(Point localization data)
- - - - -

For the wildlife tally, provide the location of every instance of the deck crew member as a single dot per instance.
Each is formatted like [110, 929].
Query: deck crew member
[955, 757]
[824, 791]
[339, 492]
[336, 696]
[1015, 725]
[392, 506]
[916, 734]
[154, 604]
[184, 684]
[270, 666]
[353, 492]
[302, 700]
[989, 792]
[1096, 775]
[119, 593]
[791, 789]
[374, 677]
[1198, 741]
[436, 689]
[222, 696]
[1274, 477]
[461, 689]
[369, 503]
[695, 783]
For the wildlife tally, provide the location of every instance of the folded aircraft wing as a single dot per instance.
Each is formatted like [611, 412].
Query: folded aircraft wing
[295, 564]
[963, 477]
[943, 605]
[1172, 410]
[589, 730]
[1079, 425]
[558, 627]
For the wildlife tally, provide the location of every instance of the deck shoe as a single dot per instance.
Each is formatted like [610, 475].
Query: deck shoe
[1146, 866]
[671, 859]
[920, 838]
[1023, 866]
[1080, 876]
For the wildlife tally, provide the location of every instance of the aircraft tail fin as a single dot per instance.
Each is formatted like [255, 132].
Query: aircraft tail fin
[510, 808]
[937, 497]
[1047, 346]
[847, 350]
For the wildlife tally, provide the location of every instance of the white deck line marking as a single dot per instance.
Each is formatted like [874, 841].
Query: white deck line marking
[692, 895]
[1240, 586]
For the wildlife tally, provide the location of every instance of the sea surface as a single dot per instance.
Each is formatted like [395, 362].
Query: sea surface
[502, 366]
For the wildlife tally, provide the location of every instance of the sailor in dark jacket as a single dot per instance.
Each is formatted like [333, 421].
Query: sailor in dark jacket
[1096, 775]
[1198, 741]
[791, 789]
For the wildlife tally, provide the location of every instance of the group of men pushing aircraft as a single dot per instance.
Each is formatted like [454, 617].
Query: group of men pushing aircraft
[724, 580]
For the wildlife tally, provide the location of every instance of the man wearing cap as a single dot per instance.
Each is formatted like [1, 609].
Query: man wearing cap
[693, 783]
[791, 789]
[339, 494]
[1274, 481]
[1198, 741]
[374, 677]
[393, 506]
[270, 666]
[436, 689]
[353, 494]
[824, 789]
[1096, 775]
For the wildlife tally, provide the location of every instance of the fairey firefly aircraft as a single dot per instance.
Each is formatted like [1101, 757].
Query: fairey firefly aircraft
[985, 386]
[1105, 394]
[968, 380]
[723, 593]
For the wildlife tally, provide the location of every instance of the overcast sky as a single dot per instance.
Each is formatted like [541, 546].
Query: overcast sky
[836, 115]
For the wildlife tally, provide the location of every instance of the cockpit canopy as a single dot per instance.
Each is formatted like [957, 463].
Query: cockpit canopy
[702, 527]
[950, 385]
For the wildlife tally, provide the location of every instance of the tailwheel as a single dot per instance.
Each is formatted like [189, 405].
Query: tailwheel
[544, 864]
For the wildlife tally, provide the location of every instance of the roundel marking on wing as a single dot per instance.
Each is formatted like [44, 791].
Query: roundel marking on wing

- - - - -

▶ _EXERCISE GOAL_:
Copy every record exactly, leaving each line intact.

▶ _RESPONSE AREA_:
For the wildlife tally, provide the location of every instance of the deck crew member as a single dot per instance.
Each is formatted like [110, 929].
Query: deck crew member
[955, 757]
[824, 791]
[339, 492]
[336, 696]
[1015, 725]
[392, 506]
[916, 734]
[154, 604]
[184, 684]
[270, 666]
[353, 492]
[302, 700]
[989, 792]
[1096, 775]
[119, 593]
[791, 789]
[374, 677]
[1198, 741]
[436, 689]
[222, 696]
[1274, 477]
[461, 689]
[369, 503]
[695, 783]
For the wildlife tally, provide the location of every instance of the folded aircraft wing as a single dot per instance.
Each is formatted like [611, 412].
Query: folded aircraft wing
[295, 564]
[963, 477]
[943, 605]
[1172, 410]
[589, 730]
[1079, 425]
[558, 627]
For the wildlife tally, provide the location of every instance of the deck shoe as a single dot per instance.
Each is formatted like [610, 475].
Query: deck shoe
[1146, 866]
[671, 859]
[920, 838]
[1023, 866]
[1080, 876]
For the wildlife tally, provide the location of every instance of the aircraft tail fin as a single dot per instance.
Each is formatted like [255, 132].
Query: aircraft tail fin
[510, 808]
[937, 497]
[1047, 346]
[847, 350]
For the wildlife tally, provide the location of every instance of the white deck line marking as a single dot per instance.
Each is formatted like [874, 841].
Query: white deck line marking
[692, 895]
[1240, 586]
For the wildlife tally, provide the location of every instance of the sea surface as a single dot per instance.
Each is formatted like [395, 362].
Query: sea surface
[502, 366]
For the wildlife tally, provide the location of every instance of the sailor in dark jacket as a single dot per instance.
Each is formatted like [333, 421].
Query: sailor in dark jacket
[1096, 775]
[1198, 741]
[791, 789]
For the wildlife tally, provide the location of every instance of the group of men pushing aircraft as a single dot per instance.
Each is formatted like [454, 617].
Query: group of men pushing aircraft
[724, 580]
For the wildlife tally, provide the location of every instance of the man wearing cap as a single dot per instance.
Each is formatted like [1, 609].
Query: man wearing cap
[693, 783]
[791, 789]
[339, 494]
[1274, 481]
[1198, 741]
[374, 677]
[393, 506]
[270, 666]
[436, 689]
[353, 494]
[824, 789]
[1096, 775]
For the wildlife tally, provide the location of every instance of the fairey firefly aircraft as a single dot per instance.
Each is formatted like [1101, 757].
Query: fairey firefly aircraft
[985, 386]
[1105, 394]
[968, 380]
[723, 593]
For the wildlife tally, provide the location of every instance of the overcast sky as a single dot per instance.
Each is formatted like [541, 546].
Query: overcast sky
[836, 115]
For the wildlife tally, provide the location of every instance of the cockpit canopy as a single dot per instance.
Each is formatted like [957, 463].
Query: cockpit canopy
[702, 527]
[950, 385]
For the wildlife tally, provide the location of every instance of the tailwheel as a single dot per instance.
Each is formatted like [189, 405].
Query: tailwheel
[544, 864]
For the wildlife tally, provide the location of every instance of the roundel marking on wing as a single dot per instance.
Each is formatted like [44, 791].
Query: roundel marking on wing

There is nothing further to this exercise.